**Given request**
Lay out the entries below as a Markdown table with the columns Row and Entry line, numbering rows from 1 and leaving out blank lines. Begin at the line that contains "of the tree" and stop after the line that contains "(1201, 414)".
-- START --
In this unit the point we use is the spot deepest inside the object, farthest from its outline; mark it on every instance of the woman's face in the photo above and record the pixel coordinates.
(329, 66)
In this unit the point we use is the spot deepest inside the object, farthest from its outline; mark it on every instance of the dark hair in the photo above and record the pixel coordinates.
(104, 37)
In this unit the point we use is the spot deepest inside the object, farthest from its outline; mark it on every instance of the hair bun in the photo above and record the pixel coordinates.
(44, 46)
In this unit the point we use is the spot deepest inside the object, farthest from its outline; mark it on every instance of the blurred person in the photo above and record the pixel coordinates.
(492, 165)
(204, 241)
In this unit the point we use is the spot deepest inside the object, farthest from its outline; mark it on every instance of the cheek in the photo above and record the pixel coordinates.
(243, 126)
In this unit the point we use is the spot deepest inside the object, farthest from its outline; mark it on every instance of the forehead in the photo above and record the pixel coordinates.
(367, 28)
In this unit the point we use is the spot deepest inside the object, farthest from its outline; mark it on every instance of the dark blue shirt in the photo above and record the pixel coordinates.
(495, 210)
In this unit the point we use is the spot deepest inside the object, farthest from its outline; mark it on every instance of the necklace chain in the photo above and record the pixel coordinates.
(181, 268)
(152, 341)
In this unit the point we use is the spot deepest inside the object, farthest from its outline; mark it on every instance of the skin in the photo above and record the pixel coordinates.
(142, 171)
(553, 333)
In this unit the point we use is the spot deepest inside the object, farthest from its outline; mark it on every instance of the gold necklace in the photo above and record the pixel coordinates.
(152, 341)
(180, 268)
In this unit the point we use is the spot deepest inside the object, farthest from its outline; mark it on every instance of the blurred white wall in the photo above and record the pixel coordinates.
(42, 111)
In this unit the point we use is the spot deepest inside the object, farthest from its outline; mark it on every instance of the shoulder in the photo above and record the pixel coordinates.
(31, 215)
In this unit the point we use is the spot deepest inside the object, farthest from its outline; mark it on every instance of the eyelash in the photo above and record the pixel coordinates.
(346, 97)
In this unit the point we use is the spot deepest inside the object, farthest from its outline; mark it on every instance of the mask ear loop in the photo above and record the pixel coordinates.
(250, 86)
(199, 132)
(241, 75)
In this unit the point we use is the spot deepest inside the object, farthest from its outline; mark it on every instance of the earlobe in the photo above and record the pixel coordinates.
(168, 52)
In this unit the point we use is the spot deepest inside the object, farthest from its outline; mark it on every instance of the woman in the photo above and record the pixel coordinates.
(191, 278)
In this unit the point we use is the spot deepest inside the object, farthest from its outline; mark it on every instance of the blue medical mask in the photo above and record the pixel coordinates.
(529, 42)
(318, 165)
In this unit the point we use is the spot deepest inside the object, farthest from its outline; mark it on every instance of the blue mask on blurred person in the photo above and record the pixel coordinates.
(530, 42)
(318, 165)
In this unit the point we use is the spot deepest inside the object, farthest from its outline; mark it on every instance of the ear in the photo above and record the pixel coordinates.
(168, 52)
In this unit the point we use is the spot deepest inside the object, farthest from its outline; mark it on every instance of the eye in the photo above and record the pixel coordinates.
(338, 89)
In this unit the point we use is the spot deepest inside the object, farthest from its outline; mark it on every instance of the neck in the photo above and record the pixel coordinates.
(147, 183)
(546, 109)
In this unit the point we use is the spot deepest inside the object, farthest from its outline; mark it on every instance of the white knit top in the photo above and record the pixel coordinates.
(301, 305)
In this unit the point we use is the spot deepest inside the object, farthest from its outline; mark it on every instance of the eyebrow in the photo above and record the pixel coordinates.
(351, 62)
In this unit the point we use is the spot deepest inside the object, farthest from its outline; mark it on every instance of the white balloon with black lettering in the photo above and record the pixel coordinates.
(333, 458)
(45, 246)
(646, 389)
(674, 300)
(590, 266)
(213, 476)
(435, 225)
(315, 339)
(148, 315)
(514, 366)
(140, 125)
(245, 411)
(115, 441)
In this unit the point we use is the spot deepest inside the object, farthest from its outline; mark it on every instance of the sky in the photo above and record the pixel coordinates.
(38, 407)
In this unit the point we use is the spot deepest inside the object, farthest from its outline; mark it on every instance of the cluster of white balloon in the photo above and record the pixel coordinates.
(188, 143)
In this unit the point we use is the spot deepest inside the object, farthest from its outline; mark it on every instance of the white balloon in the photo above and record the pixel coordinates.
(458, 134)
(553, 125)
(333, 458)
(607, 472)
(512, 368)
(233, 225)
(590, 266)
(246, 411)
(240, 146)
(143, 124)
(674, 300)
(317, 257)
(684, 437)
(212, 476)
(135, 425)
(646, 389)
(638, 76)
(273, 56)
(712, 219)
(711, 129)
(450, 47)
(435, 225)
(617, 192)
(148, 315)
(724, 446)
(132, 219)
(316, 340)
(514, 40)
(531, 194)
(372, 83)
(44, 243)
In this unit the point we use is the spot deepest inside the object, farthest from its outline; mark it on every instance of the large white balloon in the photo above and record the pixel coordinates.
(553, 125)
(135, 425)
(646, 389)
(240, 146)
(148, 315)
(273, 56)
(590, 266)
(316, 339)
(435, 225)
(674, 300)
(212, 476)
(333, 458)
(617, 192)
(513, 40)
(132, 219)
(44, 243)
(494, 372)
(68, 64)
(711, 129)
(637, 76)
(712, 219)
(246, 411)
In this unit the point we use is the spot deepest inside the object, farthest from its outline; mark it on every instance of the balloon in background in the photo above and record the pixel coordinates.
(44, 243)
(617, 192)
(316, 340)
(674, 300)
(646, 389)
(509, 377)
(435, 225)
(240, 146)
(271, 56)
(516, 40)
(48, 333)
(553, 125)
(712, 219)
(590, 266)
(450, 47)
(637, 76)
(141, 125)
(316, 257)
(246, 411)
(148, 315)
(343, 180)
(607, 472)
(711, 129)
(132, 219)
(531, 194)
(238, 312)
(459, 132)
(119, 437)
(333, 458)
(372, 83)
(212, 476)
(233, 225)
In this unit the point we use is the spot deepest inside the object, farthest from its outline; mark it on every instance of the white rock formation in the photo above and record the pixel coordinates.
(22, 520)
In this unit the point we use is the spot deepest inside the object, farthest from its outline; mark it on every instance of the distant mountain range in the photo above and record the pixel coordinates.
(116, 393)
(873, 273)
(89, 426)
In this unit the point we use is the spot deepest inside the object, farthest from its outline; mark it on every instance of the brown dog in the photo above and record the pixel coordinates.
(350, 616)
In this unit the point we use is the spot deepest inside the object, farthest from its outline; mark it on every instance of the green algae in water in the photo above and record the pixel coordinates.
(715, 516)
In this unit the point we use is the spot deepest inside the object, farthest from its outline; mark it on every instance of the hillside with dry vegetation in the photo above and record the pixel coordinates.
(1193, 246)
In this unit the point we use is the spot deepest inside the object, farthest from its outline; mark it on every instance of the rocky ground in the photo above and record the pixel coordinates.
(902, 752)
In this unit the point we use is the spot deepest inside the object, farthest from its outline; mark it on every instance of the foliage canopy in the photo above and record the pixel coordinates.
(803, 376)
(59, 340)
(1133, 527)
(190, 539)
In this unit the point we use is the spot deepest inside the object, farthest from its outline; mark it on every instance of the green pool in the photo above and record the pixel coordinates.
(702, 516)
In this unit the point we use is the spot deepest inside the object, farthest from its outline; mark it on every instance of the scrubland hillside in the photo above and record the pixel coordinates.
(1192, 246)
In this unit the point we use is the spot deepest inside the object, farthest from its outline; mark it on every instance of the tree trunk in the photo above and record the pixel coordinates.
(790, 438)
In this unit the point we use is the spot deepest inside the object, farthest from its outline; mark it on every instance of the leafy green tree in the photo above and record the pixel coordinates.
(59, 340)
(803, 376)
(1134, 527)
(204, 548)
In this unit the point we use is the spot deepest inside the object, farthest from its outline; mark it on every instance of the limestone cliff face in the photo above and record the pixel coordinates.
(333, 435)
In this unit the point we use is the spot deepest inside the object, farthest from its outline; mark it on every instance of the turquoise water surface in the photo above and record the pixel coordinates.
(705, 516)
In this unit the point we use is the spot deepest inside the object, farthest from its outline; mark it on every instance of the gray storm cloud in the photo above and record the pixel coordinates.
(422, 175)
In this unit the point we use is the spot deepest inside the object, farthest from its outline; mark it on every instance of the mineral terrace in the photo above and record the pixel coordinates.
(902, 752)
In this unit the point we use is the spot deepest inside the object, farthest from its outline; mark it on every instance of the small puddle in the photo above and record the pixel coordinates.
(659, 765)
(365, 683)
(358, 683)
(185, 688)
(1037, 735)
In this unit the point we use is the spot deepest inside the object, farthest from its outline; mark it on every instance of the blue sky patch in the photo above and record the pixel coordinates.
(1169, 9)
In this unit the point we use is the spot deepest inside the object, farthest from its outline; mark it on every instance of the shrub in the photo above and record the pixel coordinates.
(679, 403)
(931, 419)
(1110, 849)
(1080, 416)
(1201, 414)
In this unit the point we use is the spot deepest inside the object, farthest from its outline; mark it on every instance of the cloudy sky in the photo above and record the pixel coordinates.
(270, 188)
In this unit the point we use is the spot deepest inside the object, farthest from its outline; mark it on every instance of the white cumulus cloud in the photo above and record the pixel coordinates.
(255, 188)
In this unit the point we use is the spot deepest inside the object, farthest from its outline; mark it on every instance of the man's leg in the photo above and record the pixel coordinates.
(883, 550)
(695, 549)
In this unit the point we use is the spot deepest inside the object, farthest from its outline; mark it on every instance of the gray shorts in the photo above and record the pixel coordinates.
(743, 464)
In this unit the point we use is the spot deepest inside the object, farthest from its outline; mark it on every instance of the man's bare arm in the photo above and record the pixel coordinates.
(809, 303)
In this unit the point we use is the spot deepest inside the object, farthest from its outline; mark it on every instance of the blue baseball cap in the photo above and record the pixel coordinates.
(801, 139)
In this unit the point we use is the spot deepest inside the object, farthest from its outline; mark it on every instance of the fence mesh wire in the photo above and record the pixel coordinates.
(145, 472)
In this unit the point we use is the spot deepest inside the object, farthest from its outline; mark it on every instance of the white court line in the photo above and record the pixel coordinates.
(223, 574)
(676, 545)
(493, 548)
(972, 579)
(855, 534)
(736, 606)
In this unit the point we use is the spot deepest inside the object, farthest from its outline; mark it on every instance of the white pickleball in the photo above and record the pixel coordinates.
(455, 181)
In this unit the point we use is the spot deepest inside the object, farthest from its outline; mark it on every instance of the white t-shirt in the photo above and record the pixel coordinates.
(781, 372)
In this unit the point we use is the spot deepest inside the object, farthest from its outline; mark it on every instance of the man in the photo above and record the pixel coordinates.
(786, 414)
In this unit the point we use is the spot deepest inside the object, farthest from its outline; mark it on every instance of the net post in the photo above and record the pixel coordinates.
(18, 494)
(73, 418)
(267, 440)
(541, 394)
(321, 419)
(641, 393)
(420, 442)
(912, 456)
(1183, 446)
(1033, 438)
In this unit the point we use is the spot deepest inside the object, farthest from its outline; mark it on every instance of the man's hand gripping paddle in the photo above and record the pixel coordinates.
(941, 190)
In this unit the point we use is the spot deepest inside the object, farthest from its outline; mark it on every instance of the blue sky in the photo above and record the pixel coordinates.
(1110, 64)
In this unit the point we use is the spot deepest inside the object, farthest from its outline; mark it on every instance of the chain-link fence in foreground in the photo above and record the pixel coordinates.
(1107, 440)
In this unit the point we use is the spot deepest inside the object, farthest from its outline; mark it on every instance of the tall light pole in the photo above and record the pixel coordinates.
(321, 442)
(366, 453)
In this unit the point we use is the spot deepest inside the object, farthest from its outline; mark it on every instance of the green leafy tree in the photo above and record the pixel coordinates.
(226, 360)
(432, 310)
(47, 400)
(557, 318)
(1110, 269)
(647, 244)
-- END --
**Output**
| Row | Entry line |
|---|---|
| 1 | In this unit the point we use is the spot deepest inside the object, farthest from its outline; mark it on every instance of the tree trunk in the photo above and record the pixel coordinates. |
| 2 | (790, 438) |
| 3 | In this unit the point we use is the spot deepest inside the object, farthest from its outline; mark it on every instance of the leafy green tree in the photo above and record the pixel coordinates. |
| 4 | (59, 340) |
| 5 | (803, 376) |
| 6 | (1134, 527) |
| 7 | (204, 548) |
| 8 | In this unit the point we use is the spot deepest inside the object, farthest from its outline; mark it on every instance of the limestone cliff face in the photo above and record the pixel coordinates. |
| 9 | (333, 435) |
| 10 | In this unit the point we use is the spot deepest inside the object, farthest from its outline; mark it on every instance of the turquoise water surface in the photo above and record the pixel coordinates. |
| 11 | (705, 516) |
| 12 | In this unit the point we use is the spot deepest inside the object, farthest from its outline; mark it on every instance of the gray storm cloud in the photo above and record the pixel coordinates. |
| 13 | (422, 175) |
| 14 | In this unit the point we use is the spot deepest inside the object, farthest from its outline; mark it on every instance of the mineral terrace in the photo above and record the pixel coordinates. |
| 15 | (902, 752) |
| 16 | In this unit the point we use is the spot deepest inside the object, farthest from its outline; mark it on every instance of the small puddle in the photo above and record the pixel coordinates. |
| 17 | (659, 765) |
| 18 | (365, 683) |
| 19 | (358, 683) |
| 20 | (185, 688) |
| 21 | (1037, 735) |
| 22 | In this unit the point we use is the spot deepest inside the object, farthest from its outline; mark it on every instance of the blue sky patch in the photo above and record the pixel coordinates. |
| 23 | (1169, 9) |
| 24 | In this unit the point we use is the spot deepest inside the object, farthest from its outline; mark it on every instance of the shrub in the photo above and record the pixel coordinates. |
| 25 | (679, 403) |
| 26 | (931, 419) |
| 27 | (1110, 849) |
| 28 | (1080, 416) |
| 29 | (1201, 414) |